**TASK INSTRUCTIONS:**
Please set down word for word every line from the one holding "For each instance of the stainless" to the end of the data below, both included.

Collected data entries
---+---

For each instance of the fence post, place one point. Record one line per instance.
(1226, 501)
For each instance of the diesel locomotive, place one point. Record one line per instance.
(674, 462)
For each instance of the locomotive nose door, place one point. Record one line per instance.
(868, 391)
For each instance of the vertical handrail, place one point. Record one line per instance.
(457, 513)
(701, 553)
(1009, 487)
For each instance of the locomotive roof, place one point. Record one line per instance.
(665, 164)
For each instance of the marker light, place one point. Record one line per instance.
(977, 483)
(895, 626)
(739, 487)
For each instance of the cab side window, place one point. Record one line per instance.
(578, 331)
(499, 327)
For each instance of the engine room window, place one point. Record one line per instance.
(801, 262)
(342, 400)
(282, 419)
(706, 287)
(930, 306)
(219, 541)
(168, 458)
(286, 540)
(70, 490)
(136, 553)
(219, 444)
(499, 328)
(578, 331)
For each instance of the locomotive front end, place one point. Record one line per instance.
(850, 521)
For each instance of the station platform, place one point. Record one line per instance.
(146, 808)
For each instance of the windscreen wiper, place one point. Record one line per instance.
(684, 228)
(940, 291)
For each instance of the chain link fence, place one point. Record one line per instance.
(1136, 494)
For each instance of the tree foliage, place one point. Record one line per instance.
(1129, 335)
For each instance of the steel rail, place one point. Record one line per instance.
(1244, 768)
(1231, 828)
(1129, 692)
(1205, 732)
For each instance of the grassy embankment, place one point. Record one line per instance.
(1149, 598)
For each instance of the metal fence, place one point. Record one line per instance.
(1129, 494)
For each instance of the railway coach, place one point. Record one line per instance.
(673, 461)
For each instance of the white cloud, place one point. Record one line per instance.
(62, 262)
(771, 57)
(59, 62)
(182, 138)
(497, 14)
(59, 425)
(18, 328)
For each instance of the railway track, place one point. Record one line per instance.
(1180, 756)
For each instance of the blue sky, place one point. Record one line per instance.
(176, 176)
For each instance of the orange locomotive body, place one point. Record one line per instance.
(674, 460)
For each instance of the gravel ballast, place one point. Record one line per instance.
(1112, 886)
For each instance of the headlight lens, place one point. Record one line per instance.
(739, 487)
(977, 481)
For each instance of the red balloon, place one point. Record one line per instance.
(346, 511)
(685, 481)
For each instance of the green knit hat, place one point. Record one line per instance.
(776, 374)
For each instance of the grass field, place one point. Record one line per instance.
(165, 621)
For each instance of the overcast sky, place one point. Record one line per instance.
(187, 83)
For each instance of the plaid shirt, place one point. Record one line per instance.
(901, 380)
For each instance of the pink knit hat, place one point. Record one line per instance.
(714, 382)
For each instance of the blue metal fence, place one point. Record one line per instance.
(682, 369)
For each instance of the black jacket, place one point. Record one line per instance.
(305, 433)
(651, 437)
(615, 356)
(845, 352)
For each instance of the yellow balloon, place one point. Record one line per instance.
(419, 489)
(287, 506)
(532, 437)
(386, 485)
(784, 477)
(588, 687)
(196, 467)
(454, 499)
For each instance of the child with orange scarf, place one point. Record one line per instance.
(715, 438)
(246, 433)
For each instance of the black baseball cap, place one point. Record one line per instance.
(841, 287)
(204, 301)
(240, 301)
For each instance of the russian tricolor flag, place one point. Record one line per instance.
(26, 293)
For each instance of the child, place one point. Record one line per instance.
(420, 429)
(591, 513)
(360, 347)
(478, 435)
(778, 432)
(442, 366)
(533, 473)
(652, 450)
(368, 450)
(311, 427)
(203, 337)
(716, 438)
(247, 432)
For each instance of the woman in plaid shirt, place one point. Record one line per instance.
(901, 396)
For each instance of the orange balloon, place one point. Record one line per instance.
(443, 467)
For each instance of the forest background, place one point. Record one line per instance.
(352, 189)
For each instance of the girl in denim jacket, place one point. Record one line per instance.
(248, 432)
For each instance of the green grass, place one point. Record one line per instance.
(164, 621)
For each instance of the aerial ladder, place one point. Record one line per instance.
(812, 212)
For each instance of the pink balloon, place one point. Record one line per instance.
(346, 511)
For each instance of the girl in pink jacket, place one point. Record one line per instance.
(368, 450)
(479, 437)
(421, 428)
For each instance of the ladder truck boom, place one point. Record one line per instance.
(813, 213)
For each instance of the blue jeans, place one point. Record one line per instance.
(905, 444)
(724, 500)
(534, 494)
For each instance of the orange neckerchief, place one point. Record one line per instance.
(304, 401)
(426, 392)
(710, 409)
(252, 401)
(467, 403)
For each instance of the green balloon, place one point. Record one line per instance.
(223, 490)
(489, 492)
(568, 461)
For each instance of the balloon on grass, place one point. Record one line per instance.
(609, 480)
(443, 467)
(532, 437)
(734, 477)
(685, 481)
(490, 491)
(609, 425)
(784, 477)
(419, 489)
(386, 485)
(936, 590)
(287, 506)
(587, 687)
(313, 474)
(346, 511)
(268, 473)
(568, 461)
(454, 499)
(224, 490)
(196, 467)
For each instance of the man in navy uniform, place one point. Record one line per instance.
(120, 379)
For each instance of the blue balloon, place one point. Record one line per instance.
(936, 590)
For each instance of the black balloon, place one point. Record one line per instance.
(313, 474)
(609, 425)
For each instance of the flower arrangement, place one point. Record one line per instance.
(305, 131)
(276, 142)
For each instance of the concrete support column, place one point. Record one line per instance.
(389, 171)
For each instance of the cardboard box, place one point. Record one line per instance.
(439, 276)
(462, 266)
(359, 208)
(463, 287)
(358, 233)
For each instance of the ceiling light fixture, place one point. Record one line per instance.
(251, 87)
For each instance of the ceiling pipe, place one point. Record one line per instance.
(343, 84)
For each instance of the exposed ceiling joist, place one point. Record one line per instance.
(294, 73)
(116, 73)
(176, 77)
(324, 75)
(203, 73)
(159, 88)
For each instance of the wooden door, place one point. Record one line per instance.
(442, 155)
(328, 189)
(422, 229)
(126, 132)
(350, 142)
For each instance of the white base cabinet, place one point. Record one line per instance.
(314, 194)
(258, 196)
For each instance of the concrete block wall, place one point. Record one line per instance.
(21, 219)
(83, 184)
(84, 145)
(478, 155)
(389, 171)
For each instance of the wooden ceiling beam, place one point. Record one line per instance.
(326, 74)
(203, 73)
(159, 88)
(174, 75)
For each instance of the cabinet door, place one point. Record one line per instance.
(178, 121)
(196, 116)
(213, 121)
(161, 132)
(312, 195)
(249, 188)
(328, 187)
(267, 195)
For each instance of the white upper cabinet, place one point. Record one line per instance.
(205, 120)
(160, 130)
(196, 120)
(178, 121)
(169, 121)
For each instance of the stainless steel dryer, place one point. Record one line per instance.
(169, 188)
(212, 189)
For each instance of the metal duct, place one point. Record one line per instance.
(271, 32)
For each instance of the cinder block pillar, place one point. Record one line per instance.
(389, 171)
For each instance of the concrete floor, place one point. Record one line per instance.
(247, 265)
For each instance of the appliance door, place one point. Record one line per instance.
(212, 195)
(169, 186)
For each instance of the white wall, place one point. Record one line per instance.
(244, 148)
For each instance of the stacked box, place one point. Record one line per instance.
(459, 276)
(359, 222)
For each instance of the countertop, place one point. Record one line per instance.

---+---

**COMPLETED EXERCISE:**
For each instance of the stainless steel dryer, place one point. Record one line per instance.
(169, 188)
(212, 189)
For each instance of the metal duct, place one point. Record one line per instance.
(271, 32)
For each instance of the cinder block pillar, place one point. Record one line per instance.
(389, 171)
For each instance of the concrete floor, place one point. Record one line per instance.
(247, 265)
For each instance of the appliance door, place one point. Record one line per instance.
(212, 195)
(169, 186)
For each instance of the white wall, place one point. Record one line per instance.
(244, 148)
For each instance of the stacked box, place one point. Record one line per instance.
(459, 276)
(359, 222)
For each instance of the countertop, place one point. Record one line per instance.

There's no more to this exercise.